=== VORLIEGENDER TEXT ===
Hat ein Arbeitnehmer seinen Urlaub abzubrechen, wenn der Arbeitgeber ihn zurückruft? Darauf gibt der Berliner Arbeitsrechtler Christoph Abeln Antwort.

Ich bin Bauingenieur, arbeite seit zehn Jahren in einem großen Unternehmen und bin vor zwei Tagen nach Tunesien gereist. Der Urlaub ist seit Anfang des Jahres abgesprochen. Nun ist etwas passiert, was bisher noch nie da war: Mein Chef hat mich angerufen, um mich zurückzuholen. Meine Vertretung sei plötzlich für längere Zeit erkrankt, niemand sonst kenne sich mit dem Fall aus, den ich hinterlassen habe. Muss ich jetzt wirklich den Urlaub abbrechen?

Nach Paragraf 1 des Bundesurlaubsgesetzes (BUrlG) schuldet der Arbeitgeber dem Arbeitnehmer Erholungsurlaub. Zur Erfüllung dieses gesetzlichen Anspruches hat der Arbeitgeber den Arbeitnehmer von der Arbeit freizustellen. Dem Arbeitnehmer ist uneingeschränkt zu ermöglichen, die ihm aufgrund des Urlaubsanspruchs zustehende Freizeit selbstbestimmt zu nutzen.

Dies ist jedoch dann nicht gewährleistet, wenn der Arbeitnehmer trotz der Freistellung ständig damit rechnen muss, zur Arbeit gerufen zu werden. Der Anspruch des Arbeitnehmers würde in diesem Falle nicht erfüllt.
===
◆ **IHRE AUFGABE**
Schreiben Sie aus dem Text zum Abbruch des Urlaubs den Abschnitt wörtlich ab, der bei „Hat ein Arbeitnehmer“ beginnt und mit „Christoph Abeln Antwort.“ endet. Die Zeilen werden hierfür nicht gebraucht.
=== BEIGEFÜGTE ZEILEN ===
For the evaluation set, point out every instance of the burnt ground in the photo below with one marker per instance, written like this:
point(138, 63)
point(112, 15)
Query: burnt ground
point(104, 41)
===
◆ **LÖSUNG DER AUFGABE**
Hat ein Arbeitnehmer seinen Urlaub abzubrechen, wenn der Arbeitgeber ihn zurückruft? Darauf gibt der Berliner Arbeitsrechtler Christoph Abeln Antwort.